Work to complete. Start at the first line of the material. Repeat each line exactly through the one containing "positive clicks: (102, 318)", then stop.

*** Information provided Section Begins ***

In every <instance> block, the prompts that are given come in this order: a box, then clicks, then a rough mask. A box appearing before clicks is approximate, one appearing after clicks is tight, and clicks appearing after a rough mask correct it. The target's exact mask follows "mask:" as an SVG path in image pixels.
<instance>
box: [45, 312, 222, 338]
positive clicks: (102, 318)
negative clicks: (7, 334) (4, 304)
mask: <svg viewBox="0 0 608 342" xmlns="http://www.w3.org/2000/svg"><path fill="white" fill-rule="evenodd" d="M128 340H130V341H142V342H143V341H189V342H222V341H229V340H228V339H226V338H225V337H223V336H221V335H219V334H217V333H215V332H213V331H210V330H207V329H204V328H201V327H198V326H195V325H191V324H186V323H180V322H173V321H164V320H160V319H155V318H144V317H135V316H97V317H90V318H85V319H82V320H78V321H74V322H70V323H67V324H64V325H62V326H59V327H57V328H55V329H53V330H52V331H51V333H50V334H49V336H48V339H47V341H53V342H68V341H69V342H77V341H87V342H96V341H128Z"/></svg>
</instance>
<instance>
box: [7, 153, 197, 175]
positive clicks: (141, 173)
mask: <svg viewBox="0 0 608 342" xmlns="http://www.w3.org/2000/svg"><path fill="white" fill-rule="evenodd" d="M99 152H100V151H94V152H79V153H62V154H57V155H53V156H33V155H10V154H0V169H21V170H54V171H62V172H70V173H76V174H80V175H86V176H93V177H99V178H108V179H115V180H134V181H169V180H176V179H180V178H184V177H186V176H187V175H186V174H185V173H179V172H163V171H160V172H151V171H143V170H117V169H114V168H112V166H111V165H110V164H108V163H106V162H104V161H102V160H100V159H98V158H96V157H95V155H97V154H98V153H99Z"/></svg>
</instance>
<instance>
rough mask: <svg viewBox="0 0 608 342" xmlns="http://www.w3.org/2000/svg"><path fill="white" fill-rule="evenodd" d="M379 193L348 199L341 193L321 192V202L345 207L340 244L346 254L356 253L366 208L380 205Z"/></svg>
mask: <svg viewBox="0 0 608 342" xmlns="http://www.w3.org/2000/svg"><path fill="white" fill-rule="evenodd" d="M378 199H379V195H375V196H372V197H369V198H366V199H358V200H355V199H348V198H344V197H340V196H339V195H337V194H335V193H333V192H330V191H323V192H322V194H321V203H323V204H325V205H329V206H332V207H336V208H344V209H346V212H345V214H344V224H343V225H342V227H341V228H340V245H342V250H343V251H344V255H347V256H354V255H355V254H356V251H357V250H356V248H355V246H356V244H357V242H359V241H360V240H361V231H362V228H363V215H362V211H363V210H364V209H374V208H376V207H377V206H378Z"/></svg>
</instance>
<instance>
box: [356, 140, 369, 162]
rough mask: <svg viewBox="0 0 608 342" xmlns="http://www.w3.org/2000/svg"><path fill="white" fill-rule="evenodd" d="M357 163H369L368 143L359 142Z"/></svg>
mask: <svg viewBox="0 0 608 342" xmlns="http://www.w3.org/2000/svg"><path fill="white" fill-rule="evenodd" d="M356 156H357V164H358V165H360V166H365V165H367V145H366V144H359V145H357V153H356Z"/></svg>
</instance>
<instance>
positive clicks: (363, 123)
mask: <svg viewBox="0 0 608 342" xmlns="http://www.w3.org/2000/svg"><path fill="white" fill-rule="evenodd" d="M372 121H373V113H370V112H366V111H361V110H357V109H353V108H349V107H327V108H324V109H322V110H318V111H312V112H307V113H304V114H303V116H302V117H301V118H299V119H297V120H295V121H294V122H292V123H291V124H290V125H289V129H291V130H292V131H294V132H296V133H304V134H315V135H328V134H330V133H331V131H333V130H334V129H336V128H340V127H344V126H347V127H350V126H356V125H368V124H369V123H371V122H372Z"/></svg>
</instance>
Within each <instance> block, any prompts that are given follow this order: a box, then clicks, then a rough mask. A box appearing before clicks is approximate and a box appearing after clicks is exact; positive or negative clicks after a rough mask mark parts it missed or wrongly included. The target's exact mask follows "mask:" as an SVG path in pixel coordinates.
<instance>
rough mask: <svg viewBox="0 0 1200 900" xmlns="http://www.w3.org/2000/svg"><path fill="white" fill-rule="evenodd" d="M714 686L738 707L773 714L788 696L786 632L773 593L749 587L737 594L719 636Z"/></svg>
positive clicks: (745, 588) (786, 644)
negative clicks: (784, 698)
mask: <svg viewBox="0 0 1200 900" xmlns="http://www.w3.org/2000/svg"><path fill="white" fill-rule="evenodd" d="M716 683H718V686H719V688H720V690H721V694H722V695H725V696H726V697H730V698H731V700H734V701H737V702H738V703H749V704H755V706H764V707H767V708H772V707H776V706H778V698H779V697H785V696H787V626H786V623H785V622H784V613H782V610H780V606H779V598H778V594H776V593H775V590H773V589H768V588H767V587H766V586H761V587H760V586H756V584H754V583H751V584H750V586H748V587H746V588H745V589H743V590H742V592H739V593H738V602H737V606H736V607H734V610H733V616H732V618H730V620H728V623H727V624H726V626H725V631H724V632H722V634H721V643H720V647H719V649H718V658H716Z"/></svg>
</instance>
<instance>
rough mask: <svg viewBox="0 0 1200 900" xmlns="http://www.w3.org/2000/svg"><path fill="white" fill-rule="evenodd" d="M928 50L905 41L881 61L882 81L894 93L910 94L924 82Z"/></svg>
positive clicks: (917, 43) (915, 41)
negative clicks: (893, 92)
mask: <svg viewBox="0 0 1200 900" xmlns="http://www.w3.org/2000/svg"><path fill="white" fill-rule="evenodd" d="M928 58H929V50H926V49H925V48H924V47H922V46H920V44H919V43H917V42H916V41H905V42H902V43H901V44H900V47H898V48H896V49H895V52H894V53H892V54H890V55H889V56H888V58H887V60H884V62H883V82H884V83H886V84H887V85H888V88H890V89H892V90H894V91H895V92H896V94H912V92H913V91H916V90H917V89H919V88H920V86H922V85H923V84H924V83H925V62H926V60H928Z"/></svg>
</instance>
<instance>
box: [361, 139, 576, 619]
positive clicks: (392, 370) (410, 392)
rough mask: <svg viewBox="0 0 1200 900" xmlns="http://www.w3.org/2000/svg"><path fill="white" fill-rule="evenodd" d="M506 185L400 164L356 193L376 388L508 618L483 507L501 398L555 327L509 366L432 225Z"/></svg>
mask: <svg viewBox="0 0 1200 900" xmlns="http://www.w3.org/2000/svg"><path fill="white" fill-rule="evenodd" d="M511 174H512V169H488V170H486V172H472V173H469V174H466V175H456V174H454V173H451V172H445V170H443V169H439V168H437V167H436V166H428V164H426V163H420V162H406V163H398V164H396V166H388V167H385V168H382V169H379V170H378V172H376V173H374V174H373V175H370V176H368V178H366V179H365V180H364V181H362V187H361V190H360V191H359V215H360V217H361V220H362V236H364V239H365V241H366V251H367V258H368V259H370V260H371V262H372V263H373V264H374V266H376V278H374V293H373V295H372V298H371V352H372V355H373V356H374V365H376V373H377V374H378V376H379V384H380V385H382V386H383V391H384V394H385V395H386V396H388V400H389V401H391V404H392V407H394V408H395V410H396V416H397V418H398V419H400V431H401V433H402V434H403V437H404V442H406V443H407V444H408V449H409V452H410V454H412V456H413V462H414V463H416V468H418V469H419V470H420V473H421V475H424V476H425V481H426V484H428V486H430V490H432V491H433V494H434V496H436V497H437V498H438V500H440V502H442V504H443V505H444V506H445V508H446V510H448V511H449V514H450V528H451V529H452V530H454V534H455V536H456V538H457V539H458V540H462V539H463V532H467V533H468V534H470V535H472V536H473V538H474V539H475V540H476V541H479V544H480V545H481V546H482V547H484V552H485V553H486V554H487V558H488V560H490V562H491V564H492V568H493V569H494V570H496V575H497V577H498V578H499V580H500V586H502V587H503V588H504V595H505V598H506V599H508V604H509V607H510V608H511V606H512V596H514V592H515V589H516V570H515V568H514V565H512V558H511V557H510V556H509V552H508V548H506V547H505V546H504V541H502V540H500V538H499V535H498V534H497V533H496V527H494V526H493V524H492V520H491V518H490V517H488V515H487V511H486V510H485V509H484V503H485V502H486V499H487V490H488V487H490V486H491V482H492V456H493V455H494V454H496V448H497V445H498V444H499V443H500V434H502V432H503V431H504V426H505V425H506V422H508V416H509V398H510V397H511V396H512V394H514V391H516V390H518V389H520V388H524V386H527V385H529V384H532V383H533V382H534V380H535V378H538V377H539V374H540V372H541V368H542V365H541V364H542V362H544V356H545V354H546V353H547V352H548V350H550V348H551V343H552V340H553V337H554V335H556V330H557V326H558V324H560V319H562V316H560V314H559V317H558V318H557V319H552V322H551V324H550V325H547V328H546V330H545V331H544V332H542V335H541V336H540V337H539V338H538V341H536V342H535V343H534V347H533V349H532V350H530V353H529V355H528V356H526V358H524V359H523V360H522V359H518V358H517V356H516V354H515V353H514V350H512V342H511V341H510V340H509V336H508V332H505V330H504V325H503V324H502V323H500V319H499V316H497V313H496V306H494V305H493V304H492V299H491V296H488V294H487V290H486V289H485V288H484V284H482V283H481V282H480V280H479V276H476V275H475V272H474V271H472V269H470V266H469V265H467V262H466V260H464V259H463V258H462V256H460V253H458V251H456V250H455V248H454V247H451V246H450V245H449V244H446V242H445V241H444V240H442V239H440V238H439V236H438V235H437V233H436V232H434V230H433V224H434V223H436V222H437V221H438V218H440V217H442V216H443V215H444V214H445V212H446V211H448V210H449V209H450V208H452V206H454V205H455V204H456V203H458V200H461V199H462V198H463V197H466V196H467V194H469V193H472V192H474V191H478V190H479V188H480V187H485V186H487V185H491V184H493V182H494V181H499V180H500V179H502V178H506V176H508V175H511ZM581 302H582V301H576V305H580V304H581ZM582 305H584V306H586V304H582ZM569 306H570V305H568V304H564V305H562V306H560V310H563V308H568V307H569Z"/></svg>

*** Information provided Section Ends ***

Task solution.
In every <instance> block, the prompts that are given come in this order: a box, then clicks, then a rough mask. A box appearing before clicks is approximate, one appearing after clicks is tight, and clicks appearing after a rough mask correct it. The target's exact mask follows "mask:" as an SVG path in image pixels.
<instance>
box: [45, 312, 222, 338]
positive clicks: (102, 318)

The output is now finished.